__REQUIRED ACTION__
Your job is to copy every line in the material containing the word "target".

__ENTRIES SUPPLIED__

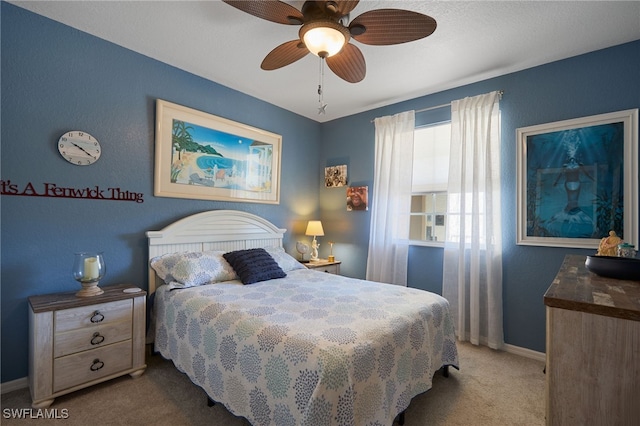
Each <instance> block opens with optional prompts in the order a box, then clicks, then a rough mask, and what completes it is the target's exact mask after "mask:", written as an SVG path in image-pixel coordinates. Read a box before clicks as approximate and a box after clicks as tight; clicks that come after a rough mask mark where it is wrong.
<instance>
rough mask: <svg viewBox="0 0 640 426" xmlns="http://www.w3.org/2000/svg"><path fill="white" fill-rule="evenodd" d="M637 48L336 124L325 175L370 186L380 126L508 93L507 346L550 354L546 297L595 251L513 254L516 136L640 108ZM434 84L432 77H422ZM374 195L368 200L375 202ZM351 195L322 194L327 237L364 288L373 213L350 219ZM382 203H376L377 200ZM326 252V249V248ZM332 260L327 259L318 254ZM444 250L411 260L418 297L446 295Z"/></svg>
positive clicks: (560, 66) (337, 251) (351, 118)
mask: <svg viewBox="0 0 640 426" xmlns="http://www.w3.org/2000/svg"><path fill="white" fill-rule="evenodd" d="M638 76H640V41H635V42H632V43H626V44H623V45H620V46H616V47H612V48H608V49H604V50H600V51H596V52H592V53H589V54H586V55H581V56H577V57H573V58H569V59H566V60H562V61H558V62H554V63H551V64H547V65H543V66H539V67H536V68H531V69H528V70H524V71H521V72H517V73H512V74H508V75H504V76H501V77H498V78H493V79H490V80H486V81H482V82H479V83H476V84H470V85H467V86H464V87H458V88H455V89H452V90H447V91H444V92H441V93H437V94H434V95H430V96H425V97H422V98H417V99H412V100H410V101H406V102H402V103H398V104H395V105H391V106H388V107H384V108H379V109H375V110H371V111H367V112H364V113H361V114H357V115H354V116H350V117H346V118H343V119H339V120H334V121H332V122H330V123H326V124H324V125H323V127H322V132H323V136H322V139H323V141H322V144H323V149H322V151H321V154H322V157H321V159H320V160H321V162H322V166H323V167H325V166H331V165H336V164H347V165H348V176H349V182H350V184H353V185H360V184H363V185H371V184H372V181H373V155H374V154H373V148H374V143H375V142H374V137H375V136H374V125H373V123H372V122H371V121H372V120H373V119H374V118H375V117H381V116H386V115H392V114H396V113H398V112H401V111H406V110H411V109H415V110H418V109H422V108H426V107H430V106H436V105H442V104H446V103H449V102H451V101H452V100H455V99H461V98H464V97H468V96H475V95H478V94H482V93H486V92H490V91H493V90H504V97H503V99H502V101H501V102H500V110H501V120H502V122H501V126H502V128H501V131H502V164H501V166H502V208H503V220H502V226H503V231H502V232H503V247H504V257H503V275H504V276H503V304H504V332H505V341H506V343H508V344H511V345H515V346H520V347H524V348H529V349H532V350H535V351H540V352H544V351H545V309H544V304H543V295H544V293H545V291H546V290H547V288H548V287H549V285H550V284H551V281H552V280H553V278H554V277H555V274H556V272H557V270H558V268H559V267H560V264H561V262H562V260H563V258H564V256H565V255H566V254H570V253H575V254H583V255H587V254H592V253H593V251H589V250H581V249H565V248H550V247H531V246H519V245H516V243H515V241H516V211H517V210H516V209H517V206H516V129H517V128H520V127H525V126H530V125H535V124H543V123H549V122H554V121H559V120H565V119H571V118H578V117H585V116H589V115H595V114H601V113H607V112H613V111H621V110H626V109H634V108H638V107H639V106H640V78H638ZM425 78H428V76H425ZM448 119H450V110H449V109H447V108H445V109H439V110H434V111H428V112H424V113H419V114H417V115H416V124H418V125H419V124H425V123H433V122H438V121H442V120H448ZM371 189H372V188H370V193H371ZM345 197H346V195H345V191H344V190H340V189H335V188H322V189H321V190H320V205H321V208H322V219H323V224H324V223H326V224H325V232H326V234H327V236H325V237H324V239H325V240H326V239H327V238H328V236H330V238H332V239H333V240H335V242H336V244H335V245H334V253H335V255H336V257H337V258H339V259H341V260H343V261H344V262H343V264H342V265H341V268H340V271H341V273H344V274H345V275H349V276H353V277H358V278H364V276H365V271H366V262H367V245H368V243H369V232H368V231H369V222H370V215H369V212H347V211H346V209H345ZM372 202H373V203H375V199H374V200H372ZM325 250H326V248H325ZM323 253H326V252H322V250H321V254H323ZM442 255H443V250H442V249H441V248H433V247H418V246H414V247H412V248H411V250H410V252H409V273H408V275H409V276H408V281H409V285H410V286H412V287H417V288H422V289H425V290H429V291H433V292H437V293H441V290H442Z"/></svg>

* * *

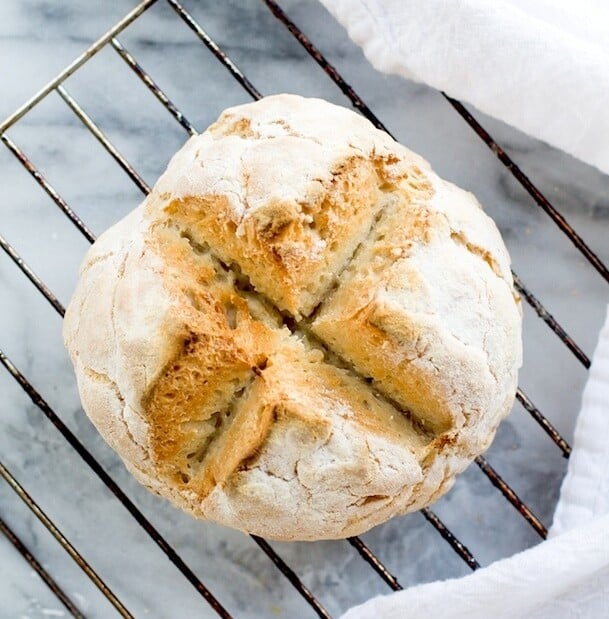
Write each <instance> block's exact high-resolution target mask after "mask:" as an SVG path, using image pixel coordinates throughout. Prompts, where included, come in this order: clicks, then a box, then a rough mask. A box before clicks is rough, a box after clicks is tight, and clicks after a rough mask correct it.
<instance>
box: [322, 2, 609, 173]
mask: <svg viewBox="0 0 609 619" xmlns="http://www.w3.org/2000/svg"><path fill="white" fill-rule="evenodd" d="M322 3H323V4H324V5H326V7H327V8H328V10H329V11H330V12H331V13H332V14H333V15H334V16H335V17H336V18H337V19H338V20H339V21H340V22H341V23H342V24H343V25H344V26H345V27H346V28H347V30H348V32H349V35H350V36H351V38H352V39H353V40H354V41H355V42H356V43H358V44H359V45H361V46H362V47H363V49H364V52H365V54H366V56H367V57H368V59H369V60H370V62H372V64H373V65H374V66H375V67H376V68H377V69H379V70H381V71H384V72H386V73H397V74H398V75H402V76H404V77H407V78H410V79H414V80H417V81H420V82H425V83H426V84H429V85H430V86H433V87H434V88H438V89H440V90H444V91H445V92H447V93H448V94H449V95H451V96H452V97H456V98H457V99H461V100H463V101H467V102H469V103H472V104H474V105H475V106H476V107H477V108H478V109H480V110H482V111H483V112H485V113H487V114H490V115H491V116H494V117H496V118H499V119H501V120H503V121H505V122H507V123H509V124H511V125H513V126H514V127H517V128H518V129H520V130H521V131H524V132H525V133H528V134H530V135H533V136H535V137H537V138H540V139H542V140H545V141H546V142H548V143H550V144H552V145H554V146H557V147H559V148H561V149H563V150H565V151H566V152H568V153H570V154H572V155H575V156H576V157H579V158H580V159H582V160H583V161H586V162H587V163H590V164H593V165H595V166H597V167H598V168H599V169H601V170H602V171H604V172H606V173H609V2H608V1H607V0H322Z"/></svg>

__OUTPUT BELOW__
Each <instance> block opens with optional prompts in the order a box, then clicks, then a rough mask, and what completes it is the target's exact mask after "mask:", written as an SVG path in image-pixel coordinates. Read a box before clicks as approximate and a box after clicks as tight; clicks that come after a rough mask mark where it is wrong.
Write each <instance> block's exact high-resolution target mask after "mask:" as an SVG path, using image pixel coordinates throughout. Prompts, where included, come in this order: clicks, then a box, then a rough mask. A box before clicks is rough, a box after clicks is tight, and clicks after a rough mask correct it.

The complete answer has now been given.